#### [WHAT YOU WILL DO]
Could you reproduce the whole listing below, keeping every line unchanged?

#### [GIVEN DATA]
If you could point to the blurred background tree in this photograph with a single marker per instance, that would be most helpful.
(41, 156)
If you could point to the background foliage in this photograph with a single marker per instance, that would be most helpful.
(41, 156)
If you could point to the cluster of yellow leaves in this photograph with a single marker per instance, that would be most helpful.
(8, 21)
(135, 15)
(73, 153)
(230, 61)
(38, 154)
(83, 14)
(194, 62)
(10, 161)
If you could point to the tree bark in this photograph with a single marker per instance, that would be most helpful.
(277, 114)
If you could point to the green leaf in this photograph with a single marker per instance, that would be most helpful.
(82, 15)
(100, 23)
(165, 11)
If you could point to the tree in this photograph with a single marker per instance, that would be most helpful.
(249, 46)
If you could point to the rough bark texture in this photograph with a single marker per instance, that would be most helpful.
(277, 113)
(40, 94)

#### [RESPONSE TO THIS TASK]
If you could point to the blurred background tree in this photograph with a single marker per instance, that would be most helpful.
(41, 156)
If you could point to the background foliage in this photograph with a single marker per instance, that would be most helpful.
(41, 156)
If you could point to the cluster of yellow leaves in this photograph with a single marker per instance, that would be most helpful.
(8, 21)
(135, 15)
(73, 153)
(230, 61)
(38, 154)
(83, 14)
(194, 62)
(10, 161)
If you could point to the tree bark in this photograph with a single marker per instance, that would be most helpful.
(277, 114)
If you could point to the green leaf in this photograph with a single marker per instance, that would be most helpful.
(82, 15)
(100, 23)
(165, 11)
If you could point to the tree in this photograph with a single marker per instance, that would be most helpful.
(249, 46)
If you could point to the rough bark texture in this photograph with a single marker per instance, that would be most helpful.
(277, 113)
(40, 94)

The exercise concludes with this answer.